__Exercise instructions__: Write the next part of the employment-agreement passage on the employee's duty to transfer inventions to the employer, starting after its final sentence.

__Quoted passage__:
□ □ □ □ □
Employee will also execute any instruments requested from time to time by Employer to vest in it complete title and ownership to such invention, discovery or improvement and will, at the request of Employer do such acts and execute such instrument as Employer may require but at Employer’s expense to obtain Letters of Patent, trademarks or copyrights in the United States and foreign countries, for such invention, discovery or improvement and for the purpose of vesting title thereto in Employer, all without any reimbursement for expenses (except as provided in Section 5 or otherwise and without any additional compensation of any kind of Employee.
□ □ □ □ □
__Data section__:
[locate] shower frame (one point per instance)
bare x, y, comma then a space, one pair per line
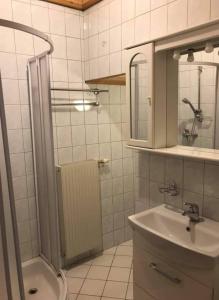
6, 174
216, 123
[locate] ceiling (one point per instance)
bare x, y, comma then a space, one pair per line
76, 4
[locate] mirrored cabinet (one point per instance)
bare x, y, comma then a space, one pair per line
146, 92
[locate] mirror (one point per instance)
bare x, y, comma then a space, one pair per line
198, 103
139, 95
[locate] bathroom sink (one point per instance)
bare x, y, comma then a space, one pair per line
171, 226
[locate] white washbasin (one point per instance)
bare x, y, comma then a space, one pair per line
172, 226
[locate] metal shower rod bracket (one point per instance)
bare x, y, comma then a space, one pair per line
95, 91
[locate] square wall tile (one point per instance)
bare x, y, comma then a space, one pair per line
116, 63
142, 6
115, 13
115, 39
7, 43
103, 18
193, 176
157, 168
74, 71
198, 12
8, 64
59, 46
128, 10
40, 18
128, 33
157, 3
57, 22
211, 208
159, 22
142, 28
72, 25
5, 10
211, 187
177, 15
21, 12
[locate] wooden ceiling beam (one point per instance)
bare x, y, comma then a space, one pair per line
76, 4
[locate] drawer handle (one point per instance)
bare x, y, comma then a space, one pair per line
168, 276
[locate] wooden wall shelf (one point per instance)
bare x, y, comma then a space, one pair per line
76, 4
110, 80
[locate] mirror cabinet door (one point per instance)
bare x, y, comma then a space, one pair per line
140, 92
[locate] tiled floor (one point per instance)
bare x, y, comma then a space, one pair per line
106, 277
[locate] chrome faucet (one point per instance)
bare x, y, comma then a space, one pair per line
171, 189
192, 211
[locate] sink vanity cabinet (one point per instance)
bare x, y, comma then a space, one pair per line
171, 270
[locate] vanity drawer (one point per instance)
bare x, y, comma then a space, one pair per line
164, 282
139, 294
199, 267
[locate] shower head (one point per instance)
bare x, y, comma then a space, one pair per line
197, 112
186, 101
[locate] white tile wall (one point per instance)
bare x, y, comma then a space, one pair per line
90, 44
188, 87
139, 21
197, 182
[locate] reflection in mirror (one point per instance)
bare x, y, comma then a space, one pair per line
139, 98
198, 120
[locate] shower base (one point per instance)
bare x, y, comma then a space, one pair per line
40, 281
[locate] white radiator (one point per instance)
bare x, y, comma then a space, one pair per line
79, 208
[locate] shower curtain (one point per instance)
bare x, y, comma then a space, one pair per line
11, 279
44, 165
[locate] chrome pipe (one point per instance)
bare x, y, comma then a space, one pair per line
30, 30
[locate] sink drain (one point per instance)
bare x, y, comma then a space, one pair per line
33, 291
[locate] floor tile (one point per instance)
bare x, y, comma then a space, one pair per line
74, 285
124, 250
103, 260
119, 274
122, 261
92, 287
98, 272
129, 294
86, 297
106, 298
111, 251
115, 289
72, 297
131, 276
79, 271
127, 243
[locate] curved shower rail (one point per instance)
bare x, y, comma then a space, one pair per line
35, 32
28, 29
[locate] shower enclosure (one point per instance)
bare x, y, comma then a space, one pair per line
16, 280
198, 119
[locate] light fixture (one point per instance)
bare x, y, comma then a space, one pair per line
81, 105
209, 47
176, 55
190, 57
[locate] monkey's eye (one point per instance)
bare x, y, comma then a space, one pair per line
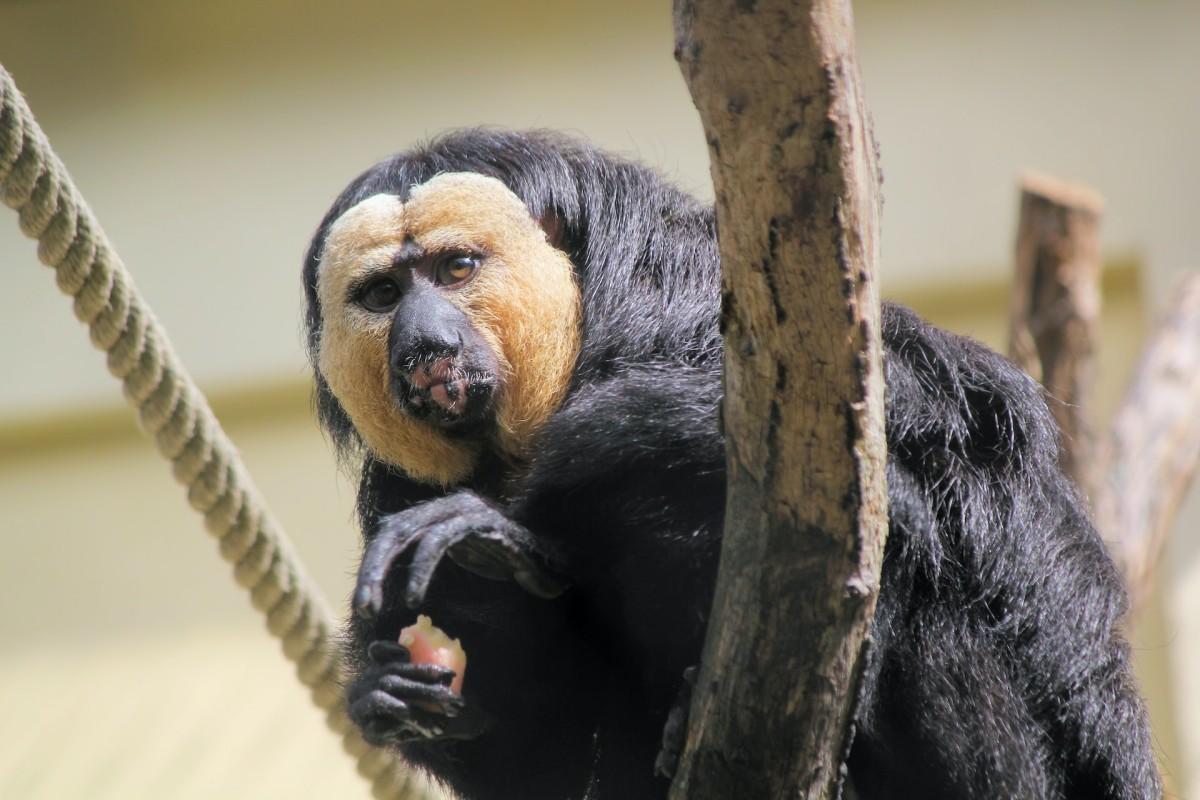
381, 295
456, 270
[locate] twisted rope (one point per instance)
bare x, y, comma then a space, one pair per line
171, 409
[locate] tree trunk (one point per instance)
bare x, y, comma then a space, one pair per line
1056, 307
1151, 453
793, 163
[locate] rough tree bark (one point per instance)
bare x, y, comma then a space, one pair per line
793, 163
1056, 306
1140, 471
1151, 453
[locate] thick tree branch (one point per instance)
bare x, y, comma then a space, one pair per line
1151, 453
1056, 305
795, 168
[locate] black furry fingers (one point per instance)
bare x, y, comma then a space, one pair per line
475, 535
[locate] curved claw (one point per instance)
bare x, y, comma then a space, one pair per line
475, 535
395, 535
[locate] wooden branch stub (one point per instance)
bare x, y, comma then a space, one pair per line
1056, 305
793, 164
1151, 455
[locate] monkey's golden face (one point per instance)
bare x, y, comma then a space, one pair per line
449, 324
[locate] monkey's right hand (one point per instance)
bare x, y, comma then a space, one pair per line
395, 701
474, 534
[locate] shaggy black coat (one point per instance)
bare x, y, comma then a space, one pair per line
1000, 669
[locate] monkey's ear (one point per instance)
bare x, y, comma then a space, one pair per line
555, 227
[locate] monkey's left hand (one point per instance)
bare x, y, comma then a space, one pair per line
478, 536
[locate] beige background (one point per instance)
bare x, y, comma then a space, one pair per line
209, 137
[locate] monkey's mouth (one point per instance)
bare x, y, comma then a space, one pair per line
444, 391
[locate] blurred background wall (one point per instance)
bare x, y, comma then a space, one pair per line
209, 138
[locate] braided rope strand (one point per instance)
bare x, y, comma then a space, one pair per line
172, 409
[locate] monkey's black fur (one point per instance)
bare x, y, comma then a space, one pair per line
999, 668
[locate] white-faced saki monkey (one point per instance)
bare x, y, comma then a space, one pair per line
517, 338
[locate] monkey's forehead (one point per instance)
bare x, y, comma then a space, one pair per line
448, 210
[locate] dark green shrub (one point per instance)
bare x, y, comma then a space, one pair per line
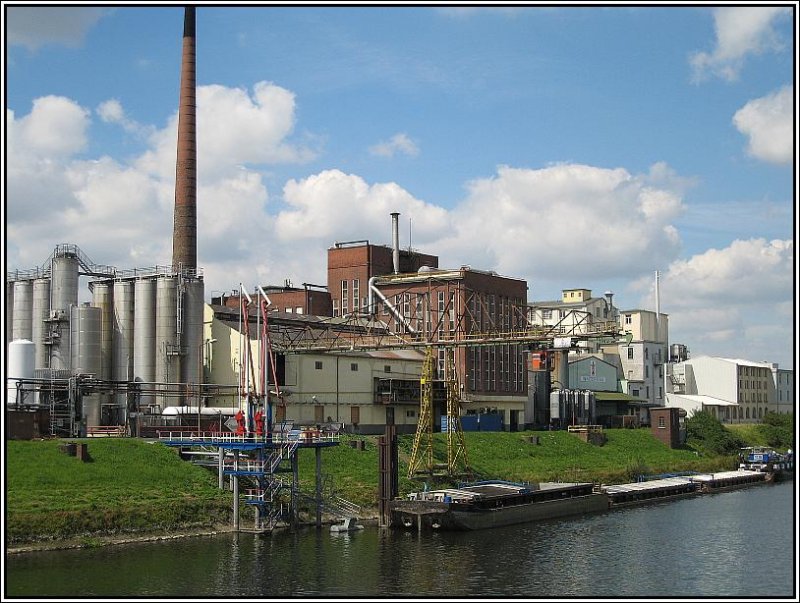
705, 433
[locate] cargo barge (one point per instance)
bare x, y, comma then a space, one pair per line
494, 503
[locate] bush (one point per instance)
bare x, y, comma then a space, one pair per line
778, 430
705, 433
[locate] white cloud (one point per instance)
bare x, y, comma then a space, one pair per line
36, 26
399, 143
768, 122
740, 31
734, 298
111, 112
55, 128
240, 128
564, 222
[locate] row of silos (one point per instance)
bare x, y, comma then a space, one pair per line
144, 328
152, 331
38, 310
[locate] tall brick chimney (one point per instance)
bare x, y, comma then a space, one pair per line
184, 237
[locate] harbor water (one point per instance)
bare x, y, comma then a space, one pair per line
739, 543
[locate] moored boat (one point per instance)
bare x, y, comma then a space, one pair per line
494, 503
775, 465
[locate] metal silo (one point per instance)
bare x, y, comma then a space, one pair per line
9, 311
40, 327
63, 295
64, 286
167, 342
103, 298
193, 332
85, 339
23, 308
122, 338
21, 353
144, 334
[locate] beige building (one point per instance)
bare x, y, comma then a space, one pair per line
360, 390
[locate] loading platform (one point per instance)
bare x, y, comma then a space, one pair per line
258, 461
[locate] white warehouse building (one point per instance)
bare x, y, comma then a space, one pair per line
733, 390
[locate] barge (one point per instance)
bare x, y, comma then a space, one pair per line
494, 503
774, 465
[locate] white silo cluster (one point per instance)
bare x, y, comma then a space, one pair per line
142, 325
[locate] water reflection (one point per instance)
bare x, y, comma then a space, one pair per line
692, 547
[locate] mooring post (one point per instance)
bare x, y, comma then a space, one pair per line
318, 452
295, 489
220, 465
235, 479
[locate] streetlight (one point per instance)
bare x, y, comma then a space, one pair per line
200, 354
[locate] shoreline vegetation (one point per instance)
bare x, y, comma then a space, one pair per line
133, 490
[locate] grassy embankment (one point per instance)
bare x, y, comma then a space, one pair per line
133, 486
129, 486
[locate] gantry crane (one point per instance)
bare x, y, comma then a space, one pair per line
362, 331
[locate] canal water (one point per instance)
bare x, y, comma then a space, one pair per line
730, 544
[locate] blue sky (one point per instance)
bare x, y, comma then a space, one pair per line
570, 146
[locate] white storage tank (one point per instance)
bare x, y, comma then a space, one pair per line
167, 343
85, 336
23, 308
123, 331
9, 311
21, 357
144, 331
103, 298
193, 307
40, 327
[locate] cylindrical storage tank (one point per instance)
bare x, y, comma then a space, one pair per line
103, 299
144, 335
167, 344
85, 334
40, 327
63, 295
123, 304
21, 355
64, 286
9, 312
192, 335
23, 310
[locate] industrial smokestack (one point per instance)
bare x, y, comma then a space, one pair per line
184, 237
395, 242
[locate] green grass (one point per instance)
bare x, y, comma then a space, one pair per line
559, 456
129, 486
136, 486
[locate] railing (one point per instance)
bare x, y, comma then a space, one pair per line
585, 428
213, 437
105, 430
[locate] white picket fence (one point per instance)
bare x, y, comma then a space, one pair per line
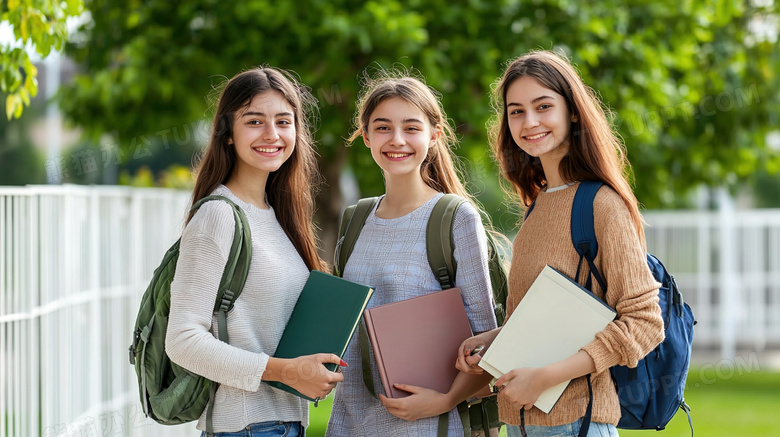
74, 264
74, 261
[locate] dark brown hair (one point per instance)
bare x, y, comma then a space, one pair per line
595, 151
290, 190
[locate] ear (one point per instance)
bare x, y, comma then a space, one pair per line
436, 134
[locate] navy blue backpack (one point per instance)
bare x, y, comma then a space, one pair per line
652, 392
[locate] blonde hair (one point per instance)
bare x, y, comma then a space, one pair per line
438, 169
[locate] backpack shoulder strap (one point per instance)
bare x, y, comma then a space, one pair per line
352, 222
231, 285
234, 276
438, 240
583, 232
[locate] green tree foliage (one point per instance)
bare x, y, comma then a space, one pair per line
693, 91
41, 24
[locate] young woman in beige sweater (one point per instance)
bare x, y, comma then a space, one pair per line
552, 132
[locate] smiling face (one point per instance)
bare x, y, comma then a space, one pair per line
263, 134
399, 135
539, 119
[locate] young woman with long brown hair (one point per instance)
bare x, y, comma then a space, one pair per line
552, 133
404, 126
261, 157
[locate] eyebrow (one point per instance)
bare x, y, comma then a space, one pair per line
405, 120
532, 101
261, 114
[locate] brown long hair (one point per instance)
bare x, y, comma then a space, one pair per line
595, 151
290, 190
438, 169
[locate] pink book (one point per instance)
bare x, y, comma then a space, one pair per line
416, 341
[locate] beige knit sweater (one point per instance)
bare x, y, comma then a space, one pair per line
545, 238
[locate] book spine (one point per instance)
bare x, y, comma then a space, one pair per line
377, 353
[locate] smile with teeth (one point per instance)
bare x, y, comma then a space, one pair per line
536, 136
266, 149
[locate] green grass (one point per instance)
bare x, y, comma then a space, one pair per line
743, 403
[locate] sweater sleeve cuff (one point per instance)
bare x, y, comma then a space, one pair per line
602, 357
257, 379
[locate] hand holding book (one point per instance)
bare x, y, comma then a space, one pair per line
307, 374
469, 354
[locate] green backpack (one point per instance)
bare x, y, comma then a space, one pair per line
□ □ □ □ □
__Your response__:
  9. NON-DISCLOSURE

 

(a) Employee acknowledges that the services to be rendered by him or her to Employer are peculiar, special, unique and extraordinary, and that he may during the term of his employment obtain confidential information of Employer’s method of doing business, secrets, customers, suppliers, formulae, and processes, the use or revelation of which by Employee during Employee’s employment or after the termination of the employment hereunder, might, would or could injure or cause injury to Employer’s business. Accordingly, Employee agrees to forever keep secret and inviolate any knowledge or information as to any of Employer’s secret articles, devices, formulae, processes, invention, customers, suppliers, or discoveries and will not utilize the same for his private benefit or indirectly for the benefit of others and will never disclose such secret knowledge or information to anyone else. The foregoing shall not be applicable to any information, which now is, or hereafter shall be in the public domain in the context in which used provided the Employee does not release such information without Employer’s authorization.

 

(b) In addition, Employee agrees that all information received from principals and agents of Employer will be held in total confidence for a period of two (2) years following termination of employment.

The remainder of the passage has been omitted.